Question courte A - Mettez à jour le fil : recopiez le passage qui commence par "Les canards sont" et va jusqu'à "les oublier immédiatement.", en remplaçant "canards" par "joueurs".
Question courte B - D'après le fil, d'où est venue l'idée de ce topic ?

# Jeux vidéo > Jeux online et réseau > Guild Wars 2 >  Citations de nos canards - Venez me débourber !!!

## Maximelene

Les canards sont les plus beaux, les plus forts, et aussi les plus modestes.

Mais voilà, lorsqu'ils ouvrent le bouche, c'est pas toujours joli joli. Parce que les canards, ils ont le chic pour sortir les plus belles énormités, et les oublier immédiatement.

Heureusement, nous ne sommes jamais à court de fidèles reporters pour nous narrer ces brillantes répliques !



Sur une idée d'un groupe perdu à Arah avec une Anonyme, voici donc le topic des citations de nos canards !

----------


## Guitou

"Mon geyser est bouché."

----------


## ivanoff

"il y en a un gros derrière moi !"

----------


## gros_bidule

"ça sent ma grand-mère" ~moi-même, une erreur sur Mumble pendant une partie de Worms.
(je le dis avant que ces traitres de Shei, Julizn, Tonight ou McGrill ne caftent comme de grosses cochonnes)

Matériel -
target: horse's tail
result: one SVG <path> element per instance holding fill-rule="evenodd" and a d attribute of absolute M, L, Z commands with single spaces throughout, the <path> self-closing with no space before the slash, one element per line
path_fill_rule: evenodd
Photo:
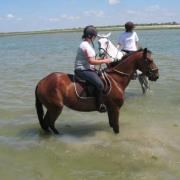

Réponse finale A -
Les joueurs sont les plus beaux, les plus forts, et aussi les plus modestes.

Mais voilà, lorsqu'ils ouvrent le bouche, c'est pas toujours joli joli. Parce que les joueurs, ils ont le chic pour sortir les plus belles énormités, et les oublier immédiatement.

Réponse finale B - D'un groupe perdu à Arah avec une Anonyme.